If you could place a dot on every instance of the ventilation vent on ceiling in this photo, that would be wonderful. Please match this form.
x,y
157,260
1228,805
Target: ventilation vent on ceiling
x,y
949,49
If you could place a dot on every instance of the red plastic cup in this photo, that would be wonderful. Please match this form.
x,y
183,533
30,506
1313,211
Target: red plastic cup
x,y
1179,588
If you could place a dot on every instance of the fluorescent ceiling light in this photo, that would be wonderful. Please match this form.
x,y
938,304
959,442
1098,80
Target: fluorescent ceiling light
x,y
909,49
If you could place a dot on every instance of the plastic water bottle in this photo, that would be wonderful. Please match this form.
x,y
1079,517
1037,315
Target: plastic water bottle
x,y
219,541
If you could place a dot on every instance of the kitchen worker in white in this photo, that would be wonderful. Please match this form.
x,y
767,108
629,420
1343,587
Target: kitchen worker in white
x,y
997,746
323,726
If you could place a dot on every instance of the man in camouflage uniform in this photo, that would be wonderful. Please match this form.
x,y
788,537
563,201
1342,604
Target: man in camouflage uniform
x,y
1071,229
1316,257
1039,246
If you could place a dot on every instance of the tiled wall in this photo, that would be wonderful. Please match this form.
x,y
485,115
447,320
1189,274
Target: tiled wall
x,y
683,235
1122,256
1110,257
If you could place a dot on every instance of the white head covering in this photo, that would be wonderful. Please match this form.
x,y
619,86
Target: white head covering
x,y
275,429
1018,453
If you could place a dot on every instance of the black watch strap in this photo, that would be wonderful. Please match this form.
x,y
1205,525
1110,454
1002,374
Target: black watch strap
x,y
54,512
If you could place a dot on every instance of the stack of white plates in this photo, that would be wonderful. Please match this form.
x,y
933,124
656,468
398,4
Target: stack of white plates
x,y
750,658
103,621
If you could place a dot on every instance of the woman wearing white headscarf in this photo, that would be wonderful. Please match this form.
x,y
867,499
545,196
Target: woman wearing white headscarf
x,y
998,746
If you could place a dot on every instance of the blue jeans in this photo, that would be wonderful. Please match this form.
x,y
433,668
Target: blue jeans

> _REQUIRED WORK_
Search the entries above for the string "jeans", and report each line where it occurs.

> _YOUR SOLUTION_
If you could place a dot on every instance of the blue jeans in this photo, that would be wonderful. Please match this form.
Target: blue jeans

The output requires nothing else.